------ Supplied passage

I've got one too. Okay for what it does, but you've heard *much* better distortions, let me assure you. Happily, the distortion portion can be easily modded/tailored to sound more interesting. I do believe that Behringer released a cheap clone of the DF-2 last year. As well, the Line 6 Dr. Distorto was their attempt to take the basic DF-2 concept and hike it up a notch by controlling the fade-in/out time and using digital pitch-tracking instead of a less-precise PLL chip (phase-locked loop) as used in the DF-2.

If aural chaos is your taste, the "devices" from Metasonix ( http://www.metasonix.com/ ) may be of interest, although I have no idea if they fit within the price range you noted. The names of these things may not be the sort of thing you want to leave around the house for grandma to find, but they certainly have a tendency to take you for a blindfolded stroll deep into the woods.


----------



## Vincent (Nov 24, 2007)

Ive heard that the Electro-Harmonix Nano Pocket Metal Muff Distortion Pedal is a really good distortion pedal.

http://www.musiciansfriend.com/product/ElectroHarmonix-Nano-Pocket-Metal-Muff-Distortion-?sku=150099

I use MXR pedals and you might want to check them out as well...click on a pedal and rock this sound.
http://www.jimdunlop.com/index.php?page=products/p_and_e_detail&cat=16


----------



## Greenbacker (Mar 29, 2007)

------------

» **Direction a**
Duplicate the part of the distortion pedal thread between "Ive heard that" and "rock this sound.", inclusive.
The rows that come next are unrelated to the distortion pedal thread.

------ Input records

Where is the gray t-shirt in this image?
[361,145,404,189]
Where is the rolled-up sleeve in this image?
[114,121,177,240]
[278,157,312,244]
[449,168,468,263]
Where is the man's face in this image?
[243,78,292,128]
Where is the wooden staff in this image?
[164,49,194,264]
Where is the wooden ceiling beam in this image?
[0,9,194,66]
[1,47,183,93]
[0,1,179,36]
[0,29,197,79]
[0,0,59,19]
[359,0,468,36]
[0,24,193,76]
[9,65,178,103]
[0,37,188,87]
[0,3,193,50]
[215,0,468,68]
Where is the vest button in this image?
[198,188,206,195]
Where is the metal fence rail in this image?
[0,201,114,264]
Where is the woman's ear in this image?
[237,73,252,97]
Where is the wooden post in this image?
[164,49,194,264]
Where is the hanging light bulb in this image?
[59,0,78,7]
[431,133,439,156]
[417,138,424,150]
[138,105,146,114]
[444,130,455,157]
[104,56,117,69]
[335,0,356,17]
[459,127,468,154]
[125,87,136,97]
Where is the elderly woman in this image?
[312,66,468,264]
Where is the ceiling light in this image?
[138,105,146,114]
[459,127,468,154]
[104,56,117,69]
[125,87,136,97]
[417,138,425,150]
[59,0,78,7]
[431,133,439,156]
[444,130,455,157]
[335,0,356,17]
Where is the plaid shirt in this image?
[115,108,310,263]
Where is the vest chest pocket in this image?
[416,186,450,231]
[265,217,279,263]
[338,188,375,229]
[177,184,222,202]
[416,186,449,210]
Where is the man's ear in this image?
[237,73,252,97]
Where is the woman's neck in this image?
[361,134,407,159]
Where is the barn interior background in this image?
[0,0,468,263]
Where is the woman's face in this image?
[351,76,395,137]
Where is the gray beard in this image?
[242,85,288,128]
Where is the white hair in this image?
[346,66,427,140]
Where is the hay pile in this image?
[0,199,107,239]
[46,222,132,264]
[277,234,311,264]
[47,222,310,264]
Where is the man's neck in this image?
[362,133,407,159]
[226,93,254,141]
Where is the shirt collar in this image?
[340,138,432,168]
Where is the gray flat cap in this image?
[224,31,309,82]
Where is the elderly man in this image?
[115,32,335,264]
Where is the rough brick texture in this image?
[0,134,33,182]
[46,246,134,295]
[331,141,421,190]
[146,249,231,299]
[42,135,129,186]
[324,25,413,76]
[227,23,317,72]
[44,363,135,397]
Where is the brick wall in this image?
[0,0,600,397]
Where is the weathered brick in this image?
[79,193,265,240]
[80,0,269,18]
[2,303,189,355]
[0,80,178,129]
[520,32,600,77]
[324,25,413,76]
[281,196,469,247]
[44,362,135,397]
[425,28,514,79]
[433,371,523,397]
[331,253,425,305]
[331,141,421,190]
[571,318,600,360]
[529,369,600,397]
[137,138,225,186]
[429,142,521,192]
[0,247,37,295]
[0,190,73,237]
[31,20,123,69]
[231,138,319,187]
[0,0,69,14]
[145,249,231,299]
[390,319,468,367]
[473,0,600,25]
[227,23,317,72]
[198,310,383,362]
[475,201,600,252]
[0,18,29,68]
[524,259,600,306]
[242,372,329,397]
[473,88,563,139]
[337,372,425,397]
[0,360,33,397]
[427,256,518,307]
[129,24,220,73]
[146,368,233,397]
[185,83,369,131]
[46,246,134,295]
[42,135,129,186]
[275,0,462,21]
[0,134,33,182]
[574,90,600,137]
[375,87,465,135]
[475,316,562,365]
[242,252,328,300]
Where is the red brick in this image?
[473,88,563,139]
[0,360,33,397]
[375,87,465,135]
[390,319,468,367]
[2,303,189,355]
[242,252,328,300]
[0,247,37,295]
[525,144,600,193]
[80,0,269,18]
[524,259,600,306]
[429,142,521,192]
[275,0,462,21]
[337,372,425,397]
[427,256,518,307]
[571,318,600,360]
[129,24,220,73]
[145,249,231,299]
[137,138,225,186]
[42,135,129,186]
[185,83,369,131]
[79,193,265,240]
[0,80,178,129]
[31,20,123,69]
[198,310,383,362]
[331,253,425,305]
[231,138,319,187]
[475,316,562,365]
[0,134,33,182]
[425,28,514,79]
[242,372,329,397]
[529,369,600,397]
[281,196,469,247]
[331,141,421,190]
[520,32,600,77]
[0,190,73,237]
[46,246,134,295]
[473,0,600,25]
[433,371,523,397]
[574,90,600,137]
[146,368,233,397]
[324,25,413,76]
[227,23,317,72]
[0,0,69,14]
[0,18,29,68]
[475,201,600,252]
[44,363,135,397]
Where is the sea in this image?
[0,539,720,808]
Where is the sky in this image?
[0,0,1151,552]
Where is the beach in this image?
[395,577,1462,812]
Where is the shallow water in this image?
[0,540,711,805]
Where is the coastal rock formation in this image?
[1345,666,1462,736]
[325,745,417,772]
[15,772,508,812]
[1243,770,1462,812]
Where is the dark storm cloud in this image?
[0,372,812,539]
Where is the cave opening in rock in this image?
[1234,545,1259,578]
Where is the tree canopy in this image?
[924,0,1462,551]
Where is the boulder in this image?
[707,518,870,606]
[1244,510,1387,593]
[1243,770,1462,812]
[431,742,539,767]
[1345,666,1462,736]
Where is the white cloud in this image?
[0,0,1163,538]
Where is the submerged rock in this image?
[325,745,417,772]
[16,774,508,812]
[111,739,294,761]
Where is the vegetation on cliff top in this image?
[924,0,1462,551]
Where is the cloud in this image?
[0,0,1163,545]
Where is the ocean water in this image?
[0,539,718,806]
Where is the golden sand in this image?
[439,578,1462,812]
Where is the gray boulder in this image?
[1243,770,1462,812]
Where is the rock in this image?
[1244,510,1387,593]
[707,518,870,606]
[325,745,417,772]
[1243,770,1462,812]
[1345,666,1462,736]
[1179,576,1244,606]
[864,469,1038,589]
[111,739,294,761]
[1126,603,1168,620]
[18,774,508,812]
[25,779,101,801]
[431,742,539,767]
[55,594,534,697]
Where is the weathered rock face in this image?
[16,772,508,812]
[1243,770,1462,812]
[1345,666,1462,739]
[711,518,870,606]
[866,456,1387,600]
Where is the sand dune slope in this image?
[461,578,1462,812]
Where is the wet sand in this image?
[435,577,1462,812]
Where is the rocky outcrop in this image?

------------

» **Direction b**
Rewrite the rows between the line holding "Where is the ocean water in this image?" and the end of the rows, inclusive, changing "sand" to "soil" and leaving everything else unchanged. Give only those rows.

» **Complete answer a**
Ive heard that the Electro-Harmonix Nano Pocket Metal Muff Distortion Pedal is a really good distortion pedal.

http://www.musiciansfriend.com/product/ElectroHarmonix-Nano-Pocket-Metal-Muff-Distortion-?sku=150099

I use MXR pedals and you might want to check them out as well...click on a pedal and rock this sound.

» **Complete answer b**
Where is the ocean water in this image?
[0,539,718,806]
Where is the golden soil in this image?
[439,578,1462,812]
Where is the gray boulder in this image?
[1243,770,1462,812]
Where is the rock in this image?
[1244,510,1387,593]
[707,518,870,606]
[325,745,417,772]
[1243,770,1462,812]
[1345,666,1462,736]
[1179,576,1244,606]
[864,469,1038,589]
[111,739,294,761]
[1126,603,1168,620]
[18,774,508,812]
[25,779,101,801]
[431,742,539,767]
[55,594,534,697]
Where is the weathered rock face in this image?
[16,772,508,812]
[1243,770,1462,812]
[1345,666,1462,739]
[711,518,870,606]
[866,456,1387,600]
Where is the soil dune slope in this image?
[461,578,1462,812]
Where is the wet soil in this image?
[435,577,1462,812]
Where is the rocky outcrop in this image?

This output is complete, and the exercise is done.